-- begin EXCERPTED DATA --

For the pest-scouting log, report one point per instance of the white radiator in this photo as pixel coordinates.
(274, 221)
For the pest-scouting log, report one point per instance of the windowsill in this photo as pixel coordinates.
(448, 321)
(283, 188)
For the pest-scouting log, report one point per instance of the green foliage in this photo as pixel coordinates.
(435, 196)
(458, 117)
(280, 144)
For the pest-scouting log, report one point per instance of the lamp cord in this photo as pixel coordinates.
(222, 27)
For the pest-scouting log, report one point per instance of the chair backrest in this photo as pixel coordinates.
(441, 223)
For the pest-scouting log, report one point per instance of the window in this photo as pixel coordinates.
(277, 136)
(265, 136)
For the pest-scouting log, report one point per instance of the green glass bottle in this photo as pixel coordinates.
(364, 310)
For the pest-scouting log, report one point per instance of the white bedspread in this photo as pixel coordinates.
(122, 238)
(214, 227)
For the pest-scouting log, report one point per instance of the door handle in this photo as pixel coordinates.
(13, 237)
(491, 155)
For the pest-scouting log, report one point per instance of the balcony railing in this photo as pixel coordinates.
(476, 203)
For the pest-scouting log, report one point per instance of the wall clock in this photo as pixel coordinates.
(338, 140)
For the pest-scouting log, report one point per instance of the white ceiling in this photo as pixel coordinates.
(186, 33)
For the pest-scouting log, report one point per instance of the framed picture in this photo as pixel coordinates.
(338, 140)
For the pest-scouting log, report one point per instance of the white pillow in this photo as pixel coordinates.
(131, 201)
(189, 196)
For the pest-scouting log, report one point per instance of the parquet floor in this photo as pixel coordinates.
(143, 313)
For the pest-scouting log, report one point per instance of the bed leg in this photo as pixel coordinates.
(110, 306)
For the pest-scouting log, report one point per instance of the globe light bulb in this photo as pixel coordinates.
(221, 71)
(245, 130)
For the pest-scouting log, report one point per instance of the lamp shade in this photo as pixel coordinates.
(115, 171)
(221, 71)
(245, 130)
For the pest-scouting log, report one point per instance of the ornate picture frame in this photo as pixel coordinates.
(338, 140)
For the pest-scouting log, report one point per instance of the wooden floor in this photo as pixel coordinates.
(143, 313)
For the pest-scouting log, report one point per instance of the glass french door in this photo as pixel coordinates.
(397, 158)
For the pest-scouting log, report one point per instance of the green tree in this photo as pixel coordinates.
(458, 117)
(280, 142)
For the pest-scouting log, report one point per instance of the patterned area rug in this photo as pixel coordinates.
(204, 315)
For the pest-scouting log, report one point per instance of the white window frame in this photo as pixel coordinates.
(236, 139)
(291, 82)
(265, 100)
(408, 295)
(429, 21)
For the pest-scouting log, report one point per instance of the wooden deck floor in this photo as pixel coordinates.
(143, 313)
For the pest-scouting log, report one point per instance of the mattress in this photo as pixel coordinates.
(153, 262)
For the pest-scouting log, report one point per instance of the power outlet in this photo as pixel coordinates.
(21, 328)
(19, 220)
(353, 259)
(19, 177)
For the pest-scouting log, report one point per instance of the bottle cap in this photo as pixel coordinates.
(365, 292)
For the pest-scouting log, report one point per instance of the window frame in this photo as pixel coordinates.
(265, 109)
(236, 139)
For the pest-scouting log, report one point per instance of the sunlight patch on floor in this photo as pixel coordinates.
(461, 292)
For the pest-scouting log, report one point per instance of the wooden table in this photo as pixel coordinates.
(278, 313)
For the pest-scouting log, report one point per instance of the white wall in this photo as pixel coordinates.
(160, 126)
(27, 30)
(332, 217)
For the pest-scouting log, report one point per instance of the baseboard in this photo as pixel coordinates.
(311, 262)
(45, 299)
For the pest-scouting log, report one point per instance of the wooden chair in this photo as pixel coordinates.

-- end EXCERPTED DATA --
-- begin EXCERPTED DATA --

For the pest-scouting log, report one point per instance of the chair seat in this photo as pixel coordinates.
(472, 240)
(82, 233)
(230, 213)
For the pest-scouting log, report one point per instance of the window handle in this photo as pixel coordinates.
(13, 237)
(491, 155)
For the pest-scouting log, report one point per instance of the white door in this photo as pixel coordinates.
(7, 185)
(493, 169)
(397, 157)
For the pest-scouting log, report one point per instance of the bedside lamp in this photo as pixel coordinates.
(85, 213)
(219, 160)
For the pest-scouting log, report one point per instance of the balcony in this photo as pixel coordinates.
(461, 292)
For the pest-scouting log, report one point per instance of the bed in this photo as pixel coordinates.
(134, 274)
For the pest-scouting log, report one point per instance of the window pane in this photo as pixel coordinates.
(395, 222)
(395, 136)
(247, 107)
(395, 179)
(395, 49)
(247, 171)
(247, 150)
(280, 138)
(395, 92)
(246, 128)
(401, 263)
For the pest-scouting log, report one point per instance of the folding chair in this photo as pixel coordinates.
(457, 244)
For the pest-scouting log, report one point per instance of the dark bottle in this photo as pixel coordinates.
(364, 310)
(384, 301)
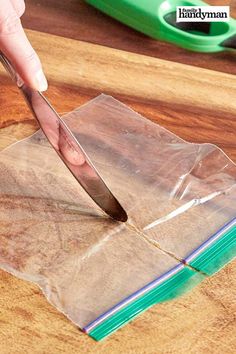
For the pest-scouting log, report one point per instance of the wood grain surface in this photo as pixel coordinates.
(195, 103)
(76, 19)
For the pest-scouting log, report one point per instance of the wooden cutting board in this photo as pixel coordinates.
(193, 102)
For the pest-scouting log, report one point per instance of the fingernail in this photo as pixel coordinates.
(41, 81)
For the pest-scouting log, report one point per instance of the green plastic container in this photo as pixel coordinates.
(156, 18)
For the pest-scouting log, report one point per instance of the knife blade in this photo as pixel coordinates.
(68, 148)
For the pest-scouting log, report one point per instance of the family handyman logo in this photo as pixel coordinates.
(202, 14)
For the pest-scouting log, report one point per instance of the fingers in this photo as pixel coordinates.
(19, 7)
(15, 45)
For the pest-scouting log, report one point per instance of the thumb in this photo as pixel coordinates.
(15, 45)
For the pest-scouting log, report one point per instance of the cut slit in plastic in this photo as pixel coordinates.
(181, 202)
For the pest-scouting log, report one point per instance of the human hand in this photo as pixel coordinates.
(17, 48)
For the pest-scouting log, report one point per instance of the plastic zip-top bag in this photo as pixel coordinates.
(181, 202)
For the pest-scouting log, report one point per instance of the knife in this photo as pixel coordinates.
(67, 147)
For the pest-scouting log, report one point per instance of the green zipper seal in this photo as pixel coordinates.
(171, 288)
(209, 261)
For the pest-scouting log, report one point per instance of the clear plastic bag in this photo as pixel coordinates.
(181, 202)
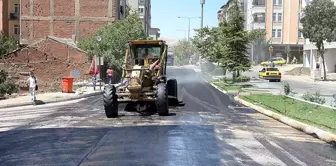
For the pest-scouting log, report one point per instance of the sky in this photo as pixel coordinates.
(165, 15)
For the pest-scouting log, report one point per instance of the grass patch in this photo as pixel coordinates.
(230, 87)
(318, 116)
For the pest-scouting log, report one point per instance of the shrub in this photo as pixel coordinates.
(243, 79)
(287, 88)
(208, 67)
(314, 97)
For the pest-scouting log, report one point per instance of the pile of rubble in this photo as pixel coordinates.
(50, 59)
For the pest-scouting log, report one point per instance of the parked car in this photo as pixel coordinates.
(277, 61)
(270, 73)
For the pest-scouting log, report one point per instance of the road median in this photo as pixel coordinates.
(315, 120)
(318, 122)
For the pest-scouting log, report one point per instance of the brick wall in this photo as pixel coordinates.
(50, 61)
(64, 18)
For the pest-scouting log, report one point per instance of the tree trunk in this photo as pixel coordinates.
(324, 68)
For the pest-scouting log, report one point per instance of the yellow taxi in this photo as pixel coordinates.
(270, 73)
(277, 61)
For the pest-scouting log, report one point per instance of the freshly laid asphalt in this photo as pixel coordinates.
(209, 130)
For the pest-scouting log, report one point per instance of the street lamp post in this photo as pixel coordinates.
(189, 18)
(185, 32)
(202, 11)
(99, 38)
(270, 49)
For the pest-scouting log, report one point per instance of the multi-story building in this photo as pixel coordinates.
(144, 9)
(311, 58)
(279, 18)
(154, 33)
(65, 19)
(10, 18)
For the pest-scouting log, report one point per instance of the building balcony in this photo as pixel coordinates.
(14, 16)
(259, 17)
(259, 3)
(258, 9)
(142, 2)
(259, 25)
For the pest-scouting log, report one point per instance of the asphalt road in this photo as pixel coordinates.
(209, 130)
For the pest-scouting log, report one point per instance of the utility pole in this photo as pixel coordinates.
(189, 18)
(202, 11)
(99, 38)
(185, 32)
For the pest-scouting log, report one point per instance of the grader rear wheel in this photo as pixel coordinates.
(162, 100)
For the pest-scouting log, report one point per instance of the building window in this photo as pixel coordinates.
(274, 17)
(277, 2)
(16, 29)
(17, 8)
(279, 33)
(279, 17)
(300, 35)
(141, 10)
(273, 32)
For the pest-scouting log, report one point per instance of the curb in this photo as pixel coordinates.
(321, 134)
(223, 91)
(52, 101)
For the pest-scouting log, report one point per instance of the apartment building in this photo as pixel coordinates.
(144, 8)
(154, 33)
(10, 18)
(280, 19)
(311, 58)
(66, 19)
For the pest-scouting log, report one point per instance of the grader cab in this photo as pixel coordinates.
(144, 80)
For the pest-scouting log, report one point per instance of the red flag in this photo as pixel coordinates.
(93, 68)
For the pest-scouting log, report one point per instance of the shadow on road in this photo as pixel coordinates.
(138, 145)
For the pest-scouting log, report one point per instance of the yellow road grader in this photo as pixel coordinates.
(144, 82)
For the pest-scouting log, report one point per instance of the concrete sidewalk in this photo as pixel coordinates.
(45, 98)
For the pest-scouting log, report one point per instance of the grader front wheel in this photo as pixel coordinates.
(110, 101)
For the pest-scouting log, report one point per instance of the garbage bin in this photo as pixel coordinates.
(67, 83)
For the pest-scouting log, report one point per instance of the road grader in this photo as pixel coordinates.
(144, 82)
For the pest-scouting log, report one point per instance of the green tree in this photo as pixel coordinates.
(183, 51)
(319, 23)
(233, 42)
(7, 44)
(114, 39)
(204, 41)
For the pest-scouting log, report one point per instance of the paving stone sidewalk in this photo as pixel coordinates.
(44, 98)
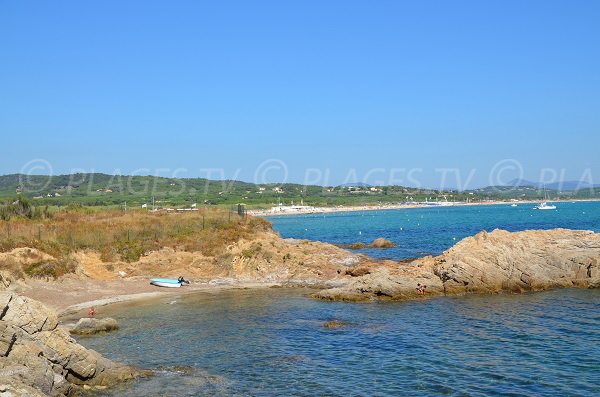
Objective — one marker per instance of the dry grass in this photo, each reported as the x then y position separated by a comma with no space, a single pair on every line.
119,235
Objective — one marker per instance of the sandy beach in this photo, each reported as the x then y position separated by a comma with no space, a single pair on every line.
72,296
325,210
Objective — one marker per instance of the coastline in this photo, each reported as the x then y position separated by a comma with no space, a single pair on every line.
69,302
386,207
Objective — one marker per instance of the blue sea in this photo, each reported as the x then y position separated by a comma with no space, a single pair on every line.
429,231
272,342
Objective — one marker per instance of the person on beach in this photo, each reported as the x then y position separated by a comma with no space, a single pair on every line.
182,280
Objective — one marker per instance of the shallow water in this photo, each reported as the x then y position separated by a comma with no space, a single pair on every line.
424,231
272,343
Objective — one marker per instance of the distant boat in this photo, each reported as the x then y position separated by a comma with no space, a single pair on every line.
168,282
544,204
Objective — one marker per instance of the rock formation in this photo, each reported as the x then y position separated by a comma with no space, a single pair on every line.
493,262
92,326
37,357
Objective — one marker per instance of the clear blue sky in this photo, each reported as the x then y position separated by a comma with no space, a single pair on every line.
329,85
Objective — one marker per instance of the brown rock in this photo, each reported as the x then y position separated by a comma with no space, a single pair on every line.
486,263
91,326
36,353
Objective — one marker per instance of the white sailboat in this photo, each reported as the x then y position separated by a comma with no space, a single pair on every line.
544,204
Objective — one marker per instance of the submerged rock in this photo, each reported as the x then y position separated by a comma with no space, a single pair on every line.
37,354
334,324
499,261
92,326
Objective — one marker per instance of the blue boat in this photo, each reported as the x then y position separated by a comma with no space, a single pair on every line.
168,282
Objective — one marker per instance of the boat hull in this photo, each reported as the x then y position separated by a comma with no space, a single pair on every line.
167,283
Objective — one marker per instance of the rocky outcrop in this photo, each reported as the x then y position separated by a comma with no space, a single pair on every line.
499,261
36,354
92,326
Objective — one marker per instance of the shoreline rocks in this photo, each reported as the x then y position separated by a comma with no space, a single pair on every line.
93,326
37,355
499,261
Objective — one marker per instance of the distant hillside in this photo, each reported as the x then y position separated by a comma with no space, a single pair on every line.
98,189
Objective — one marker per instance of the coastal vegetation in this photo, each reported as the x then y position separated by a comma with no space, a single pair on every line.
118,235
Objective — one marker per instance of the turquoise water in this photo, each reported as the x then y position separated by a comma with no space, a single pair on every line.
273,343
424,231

-- end EXCERPTED DATA --

**JOB:** Locate every line in the records above that contains the string "grader", matching case exactly, and copy each one in full.

**EXERCISE ANSWER:**
For the pest-scouting log, report one point per instance of the grader rear wheel in this photo as pixel coordinates.
For the pest-scouting log, report one point per instance of the grader cab in this photo as pixel coordinates.
For the pest-scouting log, report one point per instance of the yellow road grader in this photo as pixel coordinates.
For the pest-scouting log, report one point per instance of the grader front wheel in this photo as pixel coordinates.
For the pest-scouting log, report one point per instance of the road grader in this photo as pixel coordinates.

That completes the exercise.